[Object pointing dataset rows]
____

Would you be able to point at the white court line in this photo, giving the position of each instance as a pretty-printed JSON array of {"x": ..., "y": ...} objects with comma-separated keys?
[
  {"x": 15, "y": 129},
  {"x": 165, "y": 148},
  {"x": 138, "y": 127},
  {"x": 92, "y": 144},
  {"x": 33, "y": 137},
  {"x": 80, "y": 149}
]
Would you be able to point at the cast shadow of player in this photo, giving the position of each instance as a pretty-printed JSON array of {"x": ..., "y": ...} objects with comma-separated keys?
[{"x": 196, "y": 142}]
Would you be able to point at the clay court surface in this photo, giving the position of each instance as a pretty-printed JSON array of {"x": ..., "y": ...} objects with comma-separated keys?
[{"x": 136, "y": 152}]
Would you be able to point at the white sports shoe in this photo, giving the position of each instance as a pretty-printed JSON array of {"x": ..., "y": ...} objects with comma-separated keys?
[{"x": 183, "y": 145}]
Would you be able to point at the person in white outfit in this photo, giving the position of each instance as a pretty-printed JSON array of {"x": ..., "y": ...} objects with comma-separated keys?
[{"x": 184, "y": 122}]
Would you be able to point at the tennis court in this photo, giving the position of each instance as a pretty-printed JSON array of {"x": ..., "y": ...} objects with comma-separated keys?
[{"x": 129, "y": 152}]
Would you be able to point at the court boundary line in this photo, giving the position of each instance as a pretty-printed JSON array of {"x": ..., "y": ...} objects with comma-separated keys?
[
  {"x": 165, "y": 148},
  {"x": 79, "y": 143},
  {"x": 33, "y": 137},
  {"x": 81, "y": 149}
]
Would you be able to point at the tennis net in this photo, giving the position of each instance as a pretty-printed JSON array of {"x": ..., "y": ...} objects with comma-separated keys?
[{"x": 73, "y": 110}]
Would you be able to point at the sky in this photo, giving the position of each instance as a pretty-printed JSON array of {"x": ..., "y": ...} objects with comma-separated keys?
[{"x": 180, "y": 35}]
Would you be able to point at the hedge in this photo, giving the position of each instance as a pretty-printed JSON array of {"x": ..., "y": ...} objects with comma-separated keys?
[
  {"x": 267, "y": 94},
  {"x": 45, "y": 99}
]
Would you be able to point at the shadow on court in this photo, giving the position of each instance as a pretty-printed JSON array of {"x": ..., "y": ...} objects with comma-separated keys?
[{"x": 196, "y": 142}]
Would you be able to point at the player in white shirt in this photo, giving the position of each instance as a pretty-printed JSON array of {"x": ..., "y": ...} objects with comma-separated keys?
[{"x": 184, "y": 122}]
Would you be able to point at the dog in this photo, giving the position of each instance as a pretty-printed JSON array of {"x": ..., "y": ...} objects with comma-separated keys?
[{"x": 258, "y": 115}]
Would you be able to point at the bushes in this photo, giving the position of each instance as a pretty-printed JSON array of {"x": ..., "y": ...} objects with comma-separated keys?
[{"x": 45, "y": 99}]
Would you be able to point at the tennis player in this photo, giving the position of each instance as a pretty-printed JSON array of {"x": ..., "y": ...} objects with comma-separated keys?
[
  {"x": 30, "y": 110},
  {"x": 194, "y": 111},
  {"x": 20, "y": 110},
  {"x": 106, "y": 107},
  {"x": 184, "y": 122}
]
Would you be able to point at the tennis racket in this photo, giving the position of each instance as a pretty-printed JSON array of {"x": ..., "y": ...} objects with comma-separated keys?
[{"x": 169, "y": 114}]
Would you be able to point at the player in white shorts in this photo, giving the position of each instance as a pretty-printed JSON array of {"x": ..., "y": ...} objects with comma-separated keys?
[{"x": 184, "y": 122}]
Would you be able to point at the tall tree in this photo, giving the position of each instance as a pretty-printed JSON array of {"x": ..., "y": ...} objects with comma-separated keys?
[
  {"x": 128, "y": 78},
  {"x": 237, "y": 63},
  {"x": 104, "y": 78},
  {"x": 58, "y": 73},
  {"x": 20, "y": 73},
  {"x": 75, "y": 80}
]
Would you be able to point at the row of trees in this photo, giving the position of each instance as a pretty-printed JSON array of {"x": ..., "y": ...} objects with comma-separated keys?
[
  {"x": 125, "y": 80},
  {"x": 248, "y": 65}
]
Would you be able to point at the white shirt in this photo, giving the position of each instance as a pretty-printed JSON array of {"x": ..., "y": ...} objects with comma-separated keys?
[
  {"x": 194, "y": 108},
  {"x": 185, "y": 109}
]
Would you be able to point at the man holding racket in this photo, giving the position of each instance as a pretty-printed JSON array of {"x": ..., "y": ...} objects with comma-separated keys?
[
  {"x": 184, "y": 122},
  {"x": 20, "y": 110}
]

____

**Exercise prompt:** Using the exact wording, write out all of the records.

**Written solution:**
Would you be able to point at the white court line in this photo, giving the position of each instance as a pretty-printed JSON array of {"x": ..., "y": ...} objects with comma-separated keys?
[
  {"x": 15, "y": 129},
  {"x": 165, "y": 148},
  {"x": 138, "y": 127},
  {"x": 92, "y": 144},
  {"x": 33, "y": 137},
  {"x": 80, "y": 149}
]
Would you be able to point at the cast shadow of player in this photo, giving the position of each instance as a pretty-printed JSON array of {"x": ..., "y": ...} objects with comma-separated keys?
[{"x": 196, "y": 142}]
Would you be able to point at the clay court surface in this photo, giving the position of each instance as a pretty-printed JSON array of {"x": ..., "y": ...} objects with comma-separated keys?
[{"x": 136, "y": 152}]
Would you be able to point at the white sports shoe in this photo, giving the position of each instance as a pretty-printed JSON array of {"x": ..., "y": ...} objects with comma-separated keys?
[{"x": 183, "y": 145}]
Would you be able to point at the person in white outfit in this photo, giving the position of each instance as a pretty-printed JSON array of {"x": ..., "y": ...} objects with comma-separated keys?
[{"x": 184, "y": 122}]
Would you be able to point at the tennis court in this photo, giving the position of each instance as a pretty-printed JSON array of {"x": ..., "y": ...} objects with comma-separated keys?
[{"x": 129, "y": 152}]
Would you be able to point at the court boundary line in this photo, giving the position of each instance as a pretty-printed JSON array of {"x": ..., "y": ...} objects with comma-separated keys?
[
  {"x": 165, "y": 148},
  {"x": 79, "y": 143},
  {"x": 33, "y": 137},
  {"x": 81, "y": 149}
]
Would you be able to point at the tennis net in this photo, giving the position of each instance as a pretty-printed JSON array of {"x": ..., "y": ...} objects with comma-separated keys?
[{"x": 73, "y": 110}]
Would you be able to point at the sky in this photo, giving the position of each instance as a pretty-printed JSON array of {"x": ..., "y": ...} objects with comma-separated keys?
[{"x": 180, "y": 35}]
Would you be able to point at the hedge in this photo, giving the position of each instance as a pretty-printed JSON array of {"x": ..., "y": ...} objects with comma-separated keys?
[
  {"x": 267, "y": 94},
  {"x": 45, "y": 99}
]
Would you be able to point at the shadow on court in this photo, giving the position of each instance as a pretty-printed JSON array of {"x": ..., "y": ...} objects with comma-separated keys?
[{"x": 196, "y": 142}]
Would you be able to point at the player in white shirt in this photo, giving the position of each instance as a pretty-printed JSON array of {"x": ..., "y": ...} objects with comma-separated keys?
[{"x": 184, "y": 122}]
Would you be able to point at the dog in this photo, giving the position of each instance as a pretty-printed JSON array of {"x": ..., "y": ...} objects with comma-separated keys?
[{"x": 258, "y": 115}]
Would you be able to point at the bushes in this photo, giving the position of each instance as a pretty-printed JSON array of {"x": ..., "y": ...} objects with comma-separated keys?
[{"x": 45, "y": 99}]
Would you be able to point at the tennis player in this photo, giving the position of each instance as a pretty-printed JSON array of {"x": ..., "y": ...} objects with comma-separated keys?
[
  {"x": 30, "y": 110},
  {"x": 194, "y": 111},
  {"x": 20, "y": 110},
  {"x": 106, "y": 107},
  {"x": 184, "y": 122}
]
Would you be able to point at the tennis racket in this photo, giving the position of each instance as a pretty-printed JSON array of {"x": ..., "y": ...} objects with comma-separated keys?
[{"x": 169, "y": 114}]
Would you be able to point at the player in white shorts in this photo, giving the position of each instance as a pretty-printed JSON array of {"x": ..., "y": ...} objects with comma-separated keys?
[{"x": 184, "y": 122}]
Would you be able to point at the tall tree in this photo, giving the position of each instance as a pretty-printed JSON array of {"x": ..., "y": ...} objects with comma-separated keys?
[
  {"x": 128, "y": 78},
  {"x": 237, "y": 63},
  {"x": 104, "y": 78},
  {"x": 58, "y": 73},
  {"x": 20, "y": 73},
  {"x": 75, "y": 80}
]
Would you be able to point at the row of trees in this photo, giving the position of each instance as a pretty-printed JSON array of {"x": ..., "y": ...} objects with comma-separated keys?
[
  {"x": 125, "y": 80},
  {"x": 248, "y": 65}
]
Would you be able to point at the white shirt in this photo, giving the position of each instance as a pretty-printed JSON array of {"x": ..., "y": ...} objects with comma-separated keys?
[
  {"x": 194, "y": 108},
  {"x": 185, "y": 109}
]
Would you be able to point at the man holding racket in this photo, giving the position of each instance as a pretty-printed JSON array of {"x": ..., "y": ...} objects with comma-separated keys?
[
  {"x": 184, "y": 122},
  {"x": 20, "y": 110}
]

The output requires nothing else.